___ Text section ___
In response to ongoing support from global central banks, the Barclays U.S. Aggregate Index recorded a positive return for the second quarter of 2016, with lower-quality bonds outperforming higher-rated investment tiers within that index. Although most broad-market fixed income indices produced solid returns, high yield corporate bonds and global Treasurys ex-U.S. were the strongest performers, with the asset-backed securities (ABS) and mortgage-backed securities (MBS) sectors lagging during the quarter. Investment grade corporate bonds, as measured by the Barclays U.S. Corporate Investment Grade Index, returned 3.57% for the quarter, outperforming duration-matched Treasurys by 99 basis points, with the bulk of performance coming in June. (A basis point equals one hundredth of a percentage point.)

A brief bout of volatility in late June triggered by the British vote to exit the European Union raised the question of whether the so-called Brexit referendum will be the first of many such actions by various countries taken in an effort to preserve their nationalist goals at the expense of a global economic agenda. Regardless of the eventual answer, the issue is almost certain to increase market uncertainty — and thus volatility — for many quarters ahead. Meanwhile, the Federal Open Market Committee’s (FOMC’s) June meeting may have foreshadowed a major shift in domestic monetary policy in coming years, with members projecting fewer rate cuts this year and significantly lower policy rates for 2017 and 2018, relative to previous expectations. Federal Reserve Chairwoman Janet Yellen gave form and substance to the numbers, citing an aging population and relatively low productivity as structural forces that could make the current low level of rates a long-lasting phenomenon.
___ Provided data ___
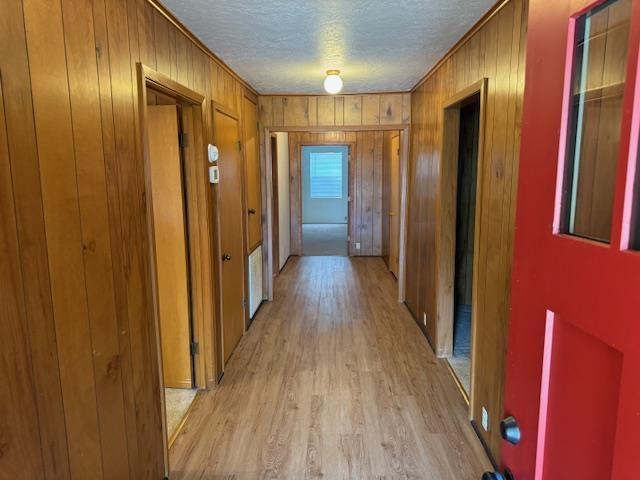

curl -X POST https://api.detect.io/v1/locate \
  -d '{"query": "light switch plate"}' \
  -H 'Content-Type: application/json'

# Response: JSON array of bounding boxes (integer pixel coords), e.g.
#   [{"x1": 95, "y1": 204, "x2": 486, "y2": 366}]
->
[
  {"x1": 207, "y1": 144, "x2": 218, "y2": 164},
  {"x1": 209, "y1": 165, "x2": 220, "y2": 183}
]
___
___ Provided data ___
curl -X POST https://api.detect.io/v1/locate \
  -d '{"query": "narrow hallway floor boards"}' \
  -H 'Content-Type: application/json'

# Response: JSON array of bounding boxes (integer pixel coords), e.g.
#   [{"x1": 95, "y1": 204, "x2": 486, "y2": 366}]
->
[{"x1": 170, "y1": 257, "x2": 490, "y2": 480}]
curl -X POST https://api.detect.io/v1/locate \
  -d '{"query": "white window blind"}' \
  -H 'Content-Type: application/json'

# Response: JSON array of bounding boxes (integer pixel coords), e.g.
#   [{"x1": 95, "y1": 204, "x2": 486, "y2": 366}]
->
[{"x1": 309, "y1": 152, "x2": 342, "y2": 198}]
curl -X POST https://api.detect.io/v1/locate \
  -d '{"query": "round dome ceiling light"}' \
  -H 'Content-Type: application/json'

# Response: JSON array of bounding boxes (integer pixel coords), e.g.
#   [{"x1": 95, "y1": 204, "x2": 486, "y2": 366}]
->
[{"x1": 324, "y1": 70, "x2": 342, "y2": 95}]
___
___ Provided data ___
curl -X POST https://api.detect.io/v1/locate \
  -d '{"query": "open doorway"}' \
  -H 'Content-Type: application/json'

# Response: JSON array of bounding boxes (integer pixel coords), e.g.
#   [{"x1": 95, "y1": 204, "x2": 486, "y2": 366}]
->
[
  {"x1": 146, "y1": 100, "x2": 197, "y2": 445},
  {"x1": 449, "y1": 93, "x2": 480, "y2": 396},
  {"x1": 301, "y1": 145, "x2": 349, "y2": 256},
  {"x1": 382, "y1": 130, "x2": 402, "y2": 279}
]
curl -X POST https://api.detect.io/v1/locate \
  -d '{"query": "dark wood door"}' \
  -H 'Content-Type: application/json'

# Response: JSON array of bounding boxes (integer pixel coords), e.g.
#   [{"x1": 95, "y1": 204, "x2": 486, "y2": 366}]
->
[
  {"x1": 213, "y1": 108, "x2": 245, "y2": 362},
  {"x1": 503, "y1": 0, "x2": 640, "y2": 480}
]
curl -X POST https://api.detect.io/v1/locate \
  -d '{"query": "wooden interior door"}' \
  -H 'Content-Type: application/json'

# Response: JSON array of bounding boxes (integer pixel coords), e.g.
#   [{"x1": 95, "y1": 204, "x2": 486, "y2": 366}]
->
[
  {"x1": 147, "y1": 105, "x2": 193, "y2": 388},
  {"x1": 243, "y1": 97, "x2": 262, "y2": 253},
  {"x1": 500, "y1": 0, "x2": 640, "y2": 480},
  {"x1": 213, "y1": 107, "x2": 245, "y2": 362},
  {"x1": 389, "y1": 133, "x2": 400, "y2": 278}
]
___
* **Direction 1**
In the bond market review, give the passage from "In response to" up to and including "a percentage point.)" again, replacing "Treasurys" with "Treasuries".
* **Direction 2**
Extend the bond market review with new text that picks up after its final sentence.

* **Exercise result 1**
In response to ongoing support from global central banks, the Barclays U.S. Aggregate Index recorded a positive return for the second quarter of 2016, with lower-quality bonds outperforming higher-rated investment tiers within that index. Although most broad-market fixed income indices produced solid returns, high yield corporate bonds and global Treasuries ex-U.S. were the strongest performers, with the asset-backed securities (ABS) and mortgage-backed securities (MBS) sectors lagging during the quarter. Investment grade corporate bonds, as measured by the Barclays U.S. Corporate Investment Grade Index, returned 3.57% for the quarter, outperforming duration-matched Treasuries by 99 basis points, with the bulk of performance coming in June. (A basis point equals one hundredth of a percentage point.)

* **Exercise result 2**
Lagging economic indicators painted a mixed picture of the U.S. economy, with corporate profits recovering but job growth slipping. On the inflation front, core personal consumption expenditures (the Fed’s preferred inflation gauge) fell slightly to 1.6%. Until personal income and wage-and-salary income show greater evidence of acceleration, the consumer inflation trend will remain muted. Combining these factors with growing global concerns and a strong U.S. dollar, our view is that the market has priced out any rate increases by the FOMC until the middle of 2018.

As the June quarter ended, a key question remained unanswered: Will asset prices fall to a level that reflects very weak economic growth, or will central bank policies finally succeed in pushing growth to much higher levels, and thus justify current asset prices? In recent months, bond prices for many weak or declining corporate credits have risen far more than their fundamental credit metrics would support. With higher, more normal rates of growth having failed to materialize deep into an economic expansion, it is reasonable to give serious consideration to the risks of continued slow global growth.

Within the Fund

For the second quarter of 2016, Delaware Diversified Floating Rate Fund (Institutional Class shares and Class A shares at net asset value) outperformed its benchmark, the BofA Merrill Lynch U.S. Dollar 3-Month Deposit Offered Rate Constant Maturity Index. Following is a brief discussion of the key drivers of Fund performance during the quarter:

Down-in-quality assets outperformed more-conservative investments; regardless of credit quality, however, all major asset classes produced returns in excess of the benchmark index. Utilities was the top-performing sector within high grade credit, due in part to the longer-dated nature of the securities. Industrials also generated positive returns, and basic industry and energy each outperformed the overall Fund return. Financials outperformed the benchmark as well, despite being affected by market volatility pertaining to Brexit concerns. Noncorporate exposure, including sovereigns and supranationals, returned 0.40%.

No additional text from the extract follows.